▶ **Extracted material**:
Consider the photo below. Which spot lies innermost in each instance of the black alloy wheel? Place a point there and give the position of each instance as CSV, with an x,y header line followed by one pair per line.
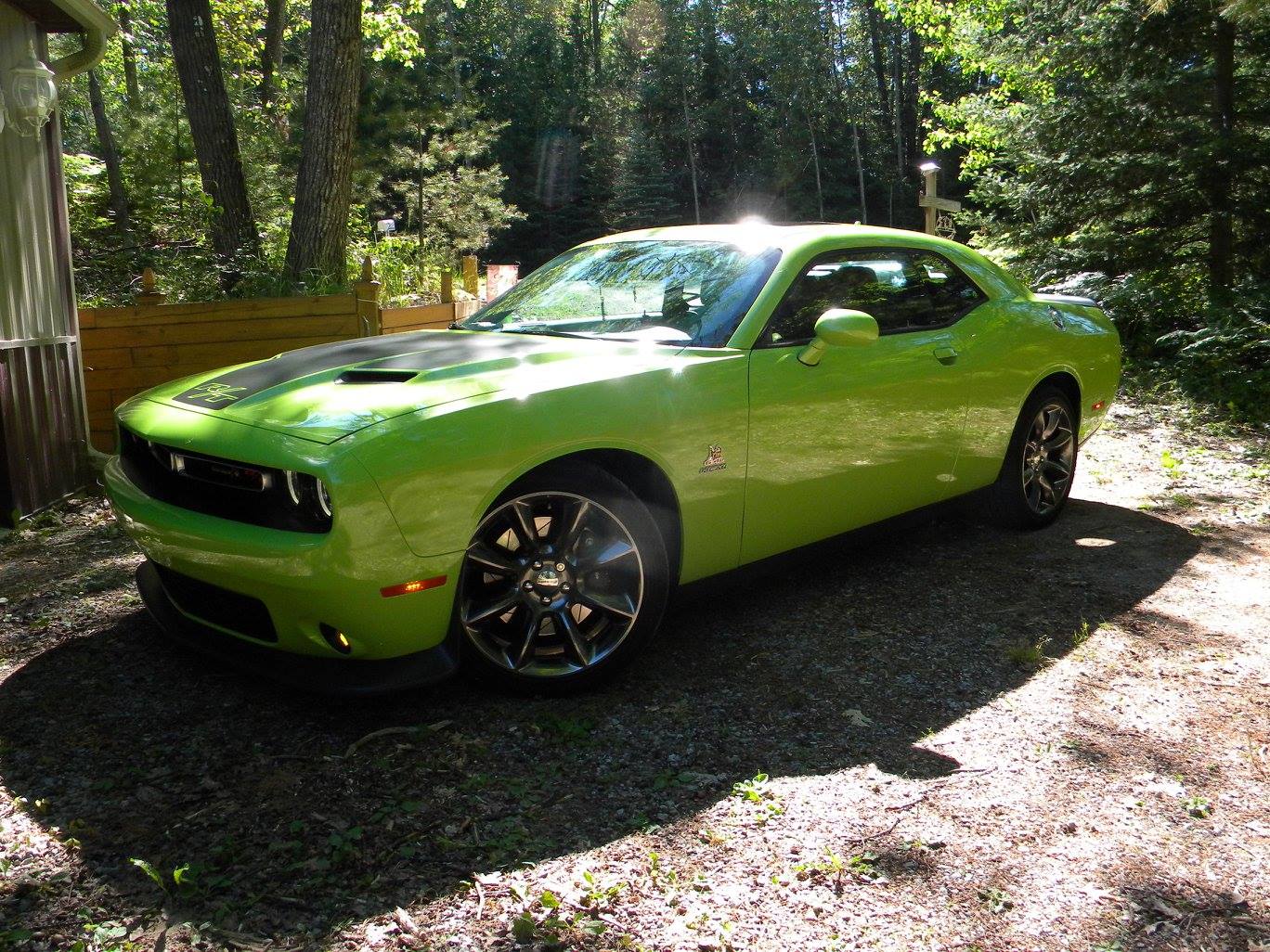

...

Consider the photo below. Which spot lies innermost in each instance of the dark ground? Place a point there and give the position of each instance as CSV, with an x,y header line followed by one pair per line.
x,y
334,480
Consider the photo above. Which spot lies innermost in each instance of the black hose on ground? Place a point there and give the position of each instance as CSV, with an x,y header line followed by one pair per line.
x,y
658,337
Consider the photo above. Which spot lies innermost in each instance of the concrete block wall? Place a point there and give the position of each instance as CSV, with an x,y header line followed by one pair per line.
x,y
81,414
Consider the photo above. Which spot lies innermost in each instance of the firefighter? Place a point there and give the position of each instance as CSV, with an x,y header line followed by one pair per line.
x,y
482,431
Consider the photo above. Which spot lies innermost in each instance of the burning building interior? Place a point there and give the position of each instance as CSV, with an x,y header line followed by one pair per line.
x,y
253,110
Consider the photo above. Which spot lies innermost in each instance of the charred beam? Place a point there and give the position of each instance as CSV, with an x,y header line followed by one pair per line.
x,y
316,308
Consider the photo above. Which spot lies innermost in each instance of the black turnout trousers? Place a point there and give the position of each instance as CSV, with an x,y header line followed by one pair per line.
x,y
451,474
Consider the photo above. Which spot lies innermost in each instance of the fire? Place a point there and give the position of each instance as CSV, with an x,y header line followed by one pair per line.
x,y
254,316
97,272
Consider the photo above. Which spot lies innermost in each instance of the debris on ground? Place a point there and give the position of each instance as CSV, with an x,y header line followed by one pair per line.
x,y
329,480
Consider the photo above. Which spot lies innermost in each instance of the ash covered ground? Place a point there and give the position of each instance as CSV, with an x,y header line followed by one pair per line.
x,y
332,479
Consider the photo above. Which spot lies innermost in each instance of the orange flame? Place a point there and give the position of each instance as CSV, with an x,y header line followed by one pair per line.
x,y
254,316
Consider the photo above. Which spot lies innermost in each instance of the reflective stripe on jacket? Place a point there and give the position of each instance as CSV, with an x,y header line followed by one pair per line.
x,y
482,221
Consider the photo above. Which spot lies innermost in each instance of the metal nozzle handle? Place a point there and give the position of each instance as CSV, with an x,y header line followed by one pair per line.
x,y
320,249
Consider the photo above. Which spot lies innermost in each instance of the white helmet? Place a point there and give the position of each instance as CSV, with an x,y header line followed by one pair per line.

---

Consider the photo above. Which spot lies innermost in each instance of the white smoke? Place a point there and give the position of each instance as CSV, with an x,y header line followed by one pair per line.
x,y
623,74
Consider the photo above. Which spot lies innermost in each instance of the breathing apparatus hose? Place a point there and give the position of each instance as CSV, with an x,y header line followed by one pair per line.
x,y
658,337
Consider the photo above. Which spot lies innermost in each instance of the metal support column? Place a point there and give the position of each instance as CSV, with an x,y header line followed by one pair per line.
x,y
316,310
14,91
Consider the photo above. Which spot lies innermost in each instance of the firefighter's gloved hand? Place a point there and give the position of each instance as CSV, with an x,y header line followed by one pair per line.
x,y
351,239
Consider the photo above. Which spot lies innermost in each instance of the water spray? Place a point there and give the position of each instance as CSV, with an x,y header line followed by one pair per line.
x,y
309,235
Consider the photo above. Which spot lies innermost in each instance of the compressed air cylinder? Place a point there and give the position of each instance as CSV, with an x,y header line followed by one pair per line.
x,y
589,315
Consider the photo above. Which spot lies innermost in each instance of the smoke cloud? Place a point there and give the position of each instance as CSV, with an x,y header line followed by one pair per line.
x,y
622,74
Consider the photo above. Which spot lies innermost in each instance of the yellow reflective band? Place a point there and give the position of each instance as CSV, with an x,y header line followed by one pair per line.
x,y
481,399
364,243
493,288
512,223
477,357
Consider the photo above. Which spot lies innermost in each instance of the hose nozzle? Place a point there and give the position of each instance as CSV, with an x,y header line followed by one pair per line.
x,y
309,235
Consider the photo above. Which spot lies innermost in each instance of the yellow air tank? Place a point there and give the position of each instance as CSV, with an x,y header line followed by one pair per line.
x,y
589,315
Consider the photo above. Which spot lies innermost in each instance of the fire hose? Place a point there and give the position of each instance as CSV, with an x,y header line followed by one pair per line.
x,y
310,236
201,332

▶ **Given task**: Please find each row above that contains the word "dark", and copy those rows out in full.

▶ **Task response**:
Consider the photo below. Which spot lies innermost in each instance of the dark ground? Place a point there and give the position of each instance as CSV, with an x,y header line followed by one pair per line.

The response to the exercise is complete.